» What is required: Repeat the passage below on keeping notes and writing plainly, word for word and in full.

“These descriptions you can insert in their proper places when you transcribe. Thus, also, you should collect accounts of the different tribes and dynasties which you have occasion to mention. In this manner the information which is only to be got at piecemeal, and oftentimes incidentally, when you are looking for something else, is brought together with least trouble, and almost imperceptibly.
“All relative matter not absolutely essential to the subject should go in the form of supplementary notes, and these you may make as amusing as you please, the more so, and the more curious, the better. Much trouble is saved by writing them on separate bits of paper, each the half of a quarter of a foolscap sheet—numbering them, and making an index of them; in this manner they are ready for use when they are wanted.
“It was some time before I fell unto this system of book-keeping, and I believe no better can be desired. A Welsh triad might comprehend all the rules of style. Say what you have to say as perspicuously as possible, as briefly as possible, and as rememberably as possible, and take no other thought about it. Omit none of those little circumstances which give life to narration, and bring old manners, old feelings, and old times before your eyes.”

[Stored items]
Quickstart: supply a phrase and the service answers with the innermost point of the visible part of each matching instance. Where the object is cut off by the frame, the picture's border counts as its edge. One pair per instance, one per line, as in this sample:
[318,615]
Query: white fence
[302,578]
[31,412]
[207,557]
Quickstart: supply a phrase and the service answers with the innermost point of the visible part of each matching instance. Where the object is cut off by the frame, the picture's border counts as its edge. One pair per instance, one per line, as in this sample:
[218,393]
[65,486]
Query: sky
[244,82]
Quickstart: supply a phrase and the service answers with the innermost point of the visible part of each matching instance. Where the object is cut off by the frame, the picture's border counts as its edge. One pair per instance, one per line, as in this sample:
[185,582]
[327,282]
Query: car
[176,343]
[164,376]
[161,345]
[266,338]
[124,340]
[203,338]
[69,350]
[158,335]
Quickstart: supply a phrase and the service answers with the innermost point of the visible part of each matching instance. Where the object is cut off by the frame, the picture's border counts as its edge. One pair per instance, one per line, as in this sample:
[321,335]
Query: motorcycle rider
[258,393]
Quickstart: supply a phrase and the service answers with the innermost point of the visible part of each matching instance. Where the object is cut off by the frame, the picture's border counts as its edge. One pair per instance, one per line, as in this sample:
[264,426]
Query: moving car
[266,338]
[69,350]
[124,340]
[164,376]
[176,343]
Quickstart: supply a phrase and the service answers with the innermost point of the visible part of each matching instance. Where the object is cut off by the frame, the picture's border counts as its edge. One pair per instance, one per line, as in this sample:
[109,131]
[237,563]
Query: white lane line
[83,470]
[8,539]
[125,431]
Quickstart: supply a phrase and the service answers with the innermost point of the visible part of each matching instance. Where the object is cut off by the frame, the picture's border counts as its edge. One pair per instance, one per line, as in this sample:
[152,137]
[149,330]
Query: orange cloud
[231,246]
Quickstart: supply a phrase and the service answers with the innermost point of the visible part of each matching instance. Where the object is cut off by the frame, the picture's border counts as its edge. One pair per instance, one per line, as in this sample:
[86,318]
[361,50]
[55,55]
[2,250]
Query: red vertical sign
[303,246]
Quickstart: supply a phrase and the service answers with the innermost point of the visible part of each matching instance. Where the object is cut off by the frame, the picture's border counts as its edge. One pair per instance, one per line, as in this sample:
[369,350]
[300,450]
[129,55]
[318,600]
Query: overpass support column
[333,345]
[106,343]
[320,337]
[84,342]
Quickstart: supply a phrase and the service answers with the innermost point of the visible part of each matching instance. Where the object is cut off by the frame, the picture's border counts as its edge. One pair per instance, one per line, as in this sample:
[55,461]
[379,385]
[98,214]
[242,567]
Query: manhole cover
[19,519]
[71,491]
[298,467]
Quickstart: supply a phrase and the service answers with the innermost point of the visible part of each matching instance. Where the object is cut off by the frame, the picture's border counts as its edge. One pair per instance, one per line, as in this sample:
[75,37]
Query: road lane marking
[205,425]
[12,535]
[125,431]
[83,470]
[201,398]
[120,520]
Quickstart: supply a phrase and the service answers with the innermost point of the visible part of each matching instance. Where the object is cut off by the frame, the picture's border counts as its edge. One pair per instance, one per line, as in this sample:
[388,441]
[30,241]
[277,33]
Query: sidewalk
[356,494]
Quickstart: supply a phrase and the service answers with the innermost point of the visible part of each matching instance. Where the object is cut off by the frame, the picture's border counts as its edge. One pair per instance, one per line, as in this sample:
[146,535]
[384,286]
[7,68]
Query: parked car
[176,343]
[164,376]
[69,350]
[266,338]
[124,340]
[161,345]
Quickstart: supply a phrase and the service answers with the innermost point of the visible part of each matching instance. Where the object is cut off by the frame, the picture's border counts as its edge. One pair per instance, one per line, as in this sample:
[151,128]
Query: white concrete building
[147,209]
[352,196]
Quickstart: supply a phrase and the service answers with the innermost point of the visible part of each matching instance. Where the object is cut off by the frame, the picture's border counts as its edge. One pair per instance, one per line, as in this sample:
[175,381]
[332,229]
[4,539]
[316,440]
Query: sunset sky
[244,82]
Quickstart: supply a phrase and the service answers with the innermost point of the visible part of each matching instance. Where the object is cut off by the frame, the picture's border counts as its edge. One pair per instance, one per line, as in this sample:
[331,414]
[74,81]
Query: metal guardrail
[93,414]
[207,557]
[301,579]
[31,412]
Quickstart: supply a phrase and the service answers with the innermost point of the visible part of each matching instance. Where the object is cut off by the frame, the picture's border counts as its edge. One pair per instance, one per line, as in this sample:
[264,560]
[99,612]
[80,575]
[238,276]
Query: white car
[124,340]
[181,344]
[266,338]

» The answer:
“These descriptions you can insert in their proper places when you transcribe. Thus, also, you should collect accounts of the different tribes and dynasties which you have occasion to mention. In this manner the information which is only to be got at piecemeal, and oftentimes incidentally, when you are looking for something else, is brought together with least trouble, and almost imperceptibly.
“All relative matter not absolutely essential to the subject should go in the form of supplementary notes, and these you may make as amusing as you please, the more so, and the more curious, the better. Much trouble is saved by writing them on separate bits of paper, each the half of a quarter of a foolscap sheet—numbering them, and making an index of them; in this manner they are ready for use when they are wanted.
“It was some time before I fell unto this system of book-keeping, and I believe no better can be desired. A Welsh triad might comprehend all the rules of style. Say what you have to say as perspicuously as possible, as briefly as possible, and as rememberably as possible, and take no other thought about it. Omit none of those little circumstances which give life to narration, and bring old manners, old feelings, and old times before your eyes.”